- [Assignment]:
Answer these questions from the HackDavis notebook page below:
(a) What version of the ocs-hackdavis package does the install command pin?
(b) Which imported function provides metadata for a building?
(c) Besides the stream, what two inputs does the comment for ocs_stream_interpolated_data list?

[[ Document text, beginning ]]

# HackDavis OSIsoft OCS Jupyter Notebook 

![](https://apimgmtstelkv30lahnuj362.blob.core.windows.net/content/MediaLibrary/hackdavis/hackdavis_header.png)

## OCS-HackDavis Package Installation 

In [3]:
!pip install -i https://test.pypi.org/simple/ --extra-index-url https://pypi.org/simple/ ocs-hackdavis==0.34.0

Looking in indexes: https://test.pypi.org/simple/, https://pypi.org/simple/


## Import functions from package `ocs_hackdavis`

### They are all described in this notebook with examples

In [4]:
from ocs_hackdavis import (
    ucdavis_buildings,  # list of campus buildings
    ucdavis_ceeds_of,   # list of CEED element of a building (Electricity, Steam, Chilled Water, etc)
    ucdavis_streams_of, # The list of all OCS data streams for a building and CEED pair  
    ucdavis_building_metadata,  # Metadata for a building: building code, lat/long, usage, etc.  
    ocs_stream_interpolated_data,  # Interpolated data from a stream given a time range + interpolation interval
    ucdavis_outside_temperature,  # Outside temperature at UC Davis for a given a time range + interpolation interval
)

[[ Document text, end ]]
[[ Entries provided, beginning ]]

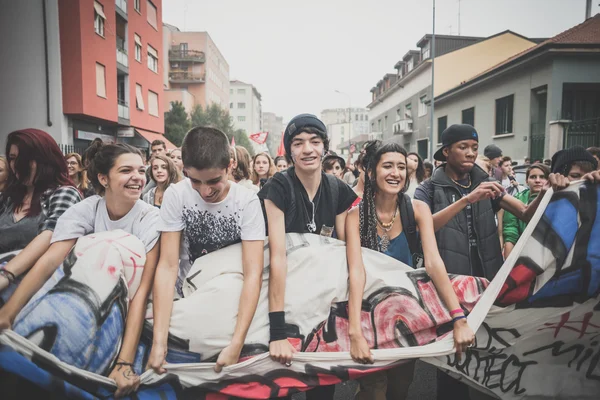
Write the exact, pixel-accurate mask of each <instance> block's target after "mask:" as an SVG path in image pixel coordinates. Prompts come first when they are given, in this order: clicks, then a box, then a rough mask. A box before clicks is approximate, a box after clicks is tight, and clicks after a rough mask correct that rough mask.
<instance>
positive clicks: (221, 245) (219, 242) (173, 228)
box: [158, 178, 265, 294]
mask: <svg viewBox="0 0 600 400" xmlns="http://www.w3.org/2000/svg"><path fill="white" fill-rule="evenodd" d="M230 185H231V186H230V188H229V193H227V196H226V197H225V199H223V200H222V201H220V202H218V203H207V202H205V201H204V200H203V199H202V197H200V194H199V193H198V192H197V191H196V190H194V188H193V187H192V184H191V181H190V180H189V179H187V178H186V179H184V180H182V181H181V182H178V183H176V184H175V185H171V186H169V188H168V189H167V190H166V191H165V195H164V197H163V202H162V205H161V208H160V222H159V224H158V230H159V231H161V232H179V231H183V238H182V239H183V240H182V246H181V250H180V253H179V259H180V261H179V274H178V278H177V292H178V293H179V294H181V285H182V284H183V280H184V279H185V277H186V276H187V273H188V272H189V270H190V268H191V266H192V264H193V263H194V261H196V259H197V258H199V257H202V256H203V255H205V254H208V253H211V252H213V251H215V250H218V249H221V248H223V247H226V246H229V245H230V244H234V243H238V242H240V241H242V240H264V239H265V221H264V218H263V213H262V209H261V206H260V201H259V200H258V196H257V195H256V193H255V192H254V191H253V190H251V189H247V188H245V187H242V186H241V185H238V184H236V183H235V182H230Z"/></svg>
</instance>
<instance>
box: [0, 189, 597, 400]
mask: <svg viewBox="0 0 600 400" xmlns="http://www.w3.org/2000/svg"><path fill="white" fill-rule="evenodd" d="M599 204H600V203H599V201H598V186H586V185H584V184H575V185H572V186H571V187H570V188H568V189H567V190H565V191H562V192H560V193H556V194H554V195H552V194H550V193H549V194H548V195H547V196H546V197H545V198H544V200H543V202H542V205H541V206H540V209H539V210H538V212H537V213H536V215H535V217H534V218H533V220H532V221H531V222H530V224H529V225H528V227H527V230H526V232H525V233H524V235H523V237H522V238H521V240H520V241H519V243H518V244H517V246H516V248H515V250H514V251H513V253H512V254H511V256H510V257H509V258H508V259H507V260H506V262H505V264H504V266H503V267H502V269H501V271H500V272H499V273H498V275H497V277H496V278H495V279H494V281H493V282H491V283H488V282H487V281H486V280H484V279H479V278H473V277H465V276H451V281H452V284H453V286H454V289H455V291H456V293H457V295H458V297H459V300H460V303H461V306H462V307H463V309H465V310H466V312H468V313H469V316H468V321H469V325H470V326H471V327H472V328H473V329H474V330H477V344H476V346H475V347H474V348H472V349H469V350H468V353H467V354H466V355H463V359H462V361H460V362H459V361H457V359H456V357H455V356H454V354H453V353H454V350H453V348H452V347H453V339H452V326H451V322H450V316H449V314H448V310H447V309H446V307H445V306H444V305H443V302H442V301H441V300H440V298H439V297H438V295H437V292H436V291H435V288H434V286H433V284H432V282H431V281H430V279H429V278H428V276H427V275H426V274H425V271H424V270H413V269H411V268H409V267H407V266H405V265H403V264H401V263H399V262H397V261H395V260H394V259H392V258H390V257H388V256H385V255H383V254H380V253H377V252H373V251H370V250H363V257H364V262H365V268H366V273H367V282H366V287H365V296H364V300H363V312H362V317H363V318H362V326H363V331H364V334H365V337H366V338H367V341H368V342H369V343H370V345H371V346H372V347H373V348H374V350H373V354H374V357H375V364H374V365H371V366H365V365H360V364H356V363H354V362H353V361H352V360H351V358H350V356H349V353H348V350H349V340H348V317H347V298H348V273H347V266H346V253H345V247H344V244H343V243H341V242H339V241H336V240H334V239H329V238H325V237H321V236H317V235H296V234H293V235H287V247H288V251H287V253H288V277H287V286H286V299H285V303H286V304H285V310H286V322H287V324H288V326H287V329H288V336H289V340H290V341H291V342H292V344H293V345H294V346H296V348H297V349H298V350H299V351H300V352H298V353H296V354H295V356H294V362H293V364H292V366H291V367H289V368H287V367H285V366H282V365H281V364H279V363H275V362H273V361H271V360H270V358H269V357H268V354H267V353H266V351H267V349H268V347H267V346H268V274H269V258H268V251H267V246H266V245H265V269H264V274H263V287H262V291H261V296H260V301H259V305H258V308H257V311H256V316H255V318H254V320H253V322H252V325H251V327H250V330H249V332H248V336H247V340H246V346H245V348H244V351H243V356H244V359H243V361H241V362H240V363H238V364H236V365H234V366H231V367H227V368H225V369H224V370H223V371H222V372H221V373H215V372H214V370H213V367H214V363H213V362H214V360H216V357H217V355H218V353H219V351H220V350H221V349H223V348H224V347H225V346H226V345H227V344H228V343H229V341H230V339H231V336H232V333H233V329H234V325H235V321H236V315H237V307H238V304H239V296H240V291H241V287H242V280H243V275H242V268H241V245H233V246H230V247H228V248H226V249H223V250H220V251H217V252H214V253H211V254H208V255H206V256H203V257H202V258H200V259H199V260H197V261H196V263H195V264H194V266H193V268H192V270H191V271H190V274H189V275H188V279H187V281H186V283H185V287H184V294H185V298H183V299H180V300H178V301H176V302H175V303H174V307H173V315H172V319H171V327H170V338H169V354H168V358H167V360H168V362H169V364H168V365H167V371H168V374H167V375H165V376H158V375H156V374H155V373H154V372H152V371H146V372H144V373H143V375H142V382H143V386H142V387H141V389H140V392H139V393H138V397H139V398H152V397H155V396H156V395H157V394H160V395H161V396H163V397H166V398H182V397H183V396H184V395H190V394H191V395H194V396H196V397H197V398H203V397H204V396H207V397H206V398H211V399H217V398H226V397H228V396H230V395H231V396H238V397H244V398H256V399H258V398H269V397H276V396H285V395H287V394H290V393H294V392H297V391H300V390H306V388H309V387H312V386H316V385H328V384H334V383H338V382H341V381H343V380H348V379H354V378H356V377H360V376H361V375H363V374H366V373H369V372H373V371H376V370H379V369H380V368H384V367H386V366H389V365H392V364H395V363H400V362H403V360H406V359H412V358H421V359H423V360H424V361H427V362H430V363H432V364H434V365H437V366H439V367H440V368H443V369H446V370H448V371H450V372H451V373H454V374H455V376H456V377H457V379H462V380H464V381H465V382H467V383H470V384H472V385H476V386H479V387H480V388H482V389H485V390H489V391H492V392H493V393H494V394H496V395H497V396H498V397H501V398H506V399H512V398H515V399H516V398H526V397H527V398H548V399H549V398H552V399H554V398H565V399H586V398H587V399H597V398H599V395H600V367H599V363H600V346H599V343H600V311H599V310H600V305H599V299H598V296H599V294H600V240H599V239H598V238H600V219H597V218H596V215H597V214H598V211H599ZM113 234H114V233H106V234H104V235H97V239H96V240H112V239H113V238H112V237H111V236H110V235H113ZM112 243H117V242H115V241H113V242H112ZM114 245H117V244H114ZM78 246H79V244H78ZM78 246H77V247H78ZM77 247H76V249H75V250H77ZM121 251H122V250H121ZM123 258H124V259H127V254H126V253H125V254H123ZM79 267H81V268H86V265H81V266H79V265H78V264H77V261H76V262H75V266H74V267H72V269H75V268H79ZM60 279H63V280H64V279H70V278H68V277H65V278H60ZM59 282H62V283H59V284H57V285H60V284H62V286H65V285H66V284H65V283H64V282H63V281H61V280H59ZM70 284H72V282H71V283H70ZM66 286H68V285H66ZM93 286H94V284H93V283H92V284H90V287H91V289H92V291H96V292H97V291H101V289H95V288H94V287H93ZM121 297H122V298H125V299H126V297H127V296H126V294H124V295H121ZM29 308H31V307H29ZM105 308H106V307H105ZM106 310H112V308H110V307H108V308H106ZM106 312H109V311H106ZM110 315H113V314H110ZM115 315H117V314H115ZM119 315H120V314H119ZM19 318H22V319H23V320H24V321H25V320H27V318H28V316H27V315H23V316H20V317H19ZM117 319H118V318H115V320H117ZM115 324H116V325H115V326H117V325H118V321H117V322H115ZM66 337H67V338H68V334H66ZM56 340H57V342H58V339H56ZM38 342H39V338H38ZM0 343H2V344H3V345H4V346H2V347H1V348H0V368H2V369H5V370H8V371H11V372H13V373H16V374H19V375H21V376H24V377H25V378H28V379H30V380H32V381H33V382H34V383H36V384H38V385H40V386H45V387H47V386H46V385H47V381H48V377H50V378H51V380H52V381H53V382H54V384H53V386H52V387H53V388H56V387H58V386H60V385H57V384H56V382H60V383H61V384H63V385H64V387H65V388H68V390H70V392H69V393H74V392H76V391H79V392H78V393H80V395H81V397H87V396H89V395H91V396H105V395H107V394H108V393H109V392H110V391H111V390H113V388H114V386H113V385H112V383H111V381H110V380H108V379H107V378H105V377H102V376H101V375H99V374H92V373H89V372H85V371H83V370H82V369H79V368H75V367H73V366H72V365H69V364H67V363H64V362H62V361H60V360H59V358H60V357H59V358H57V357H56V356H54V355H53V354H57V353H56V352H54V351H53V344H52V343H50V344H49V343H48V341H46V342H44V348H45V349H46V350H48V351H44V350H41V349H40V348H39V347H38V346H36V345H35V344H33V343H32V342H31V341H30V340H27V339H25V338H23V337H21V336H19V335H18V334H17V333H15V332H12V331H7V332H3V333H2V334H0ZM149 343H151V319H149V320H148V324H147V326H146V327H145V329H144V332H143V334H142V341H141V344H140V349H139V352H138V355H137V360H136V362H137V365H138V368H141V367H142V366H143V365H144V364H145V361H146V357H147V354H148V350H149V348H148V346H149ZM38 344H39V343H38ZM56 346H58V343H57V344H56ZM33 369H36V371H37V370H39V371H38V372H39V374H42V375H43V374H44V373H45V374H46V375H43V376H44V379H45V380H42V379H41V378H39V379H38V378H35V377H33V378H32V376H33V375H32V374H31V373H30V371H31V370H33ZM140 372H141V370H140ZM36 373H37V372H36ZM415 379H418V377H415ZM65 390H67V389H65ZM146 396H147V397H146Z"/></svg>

[[ Entries provided, end ]]

- [Exercise output]:
(a) 0.34.0
(b) ucdavis_building_metadata
(c) A time range and an interpolation interval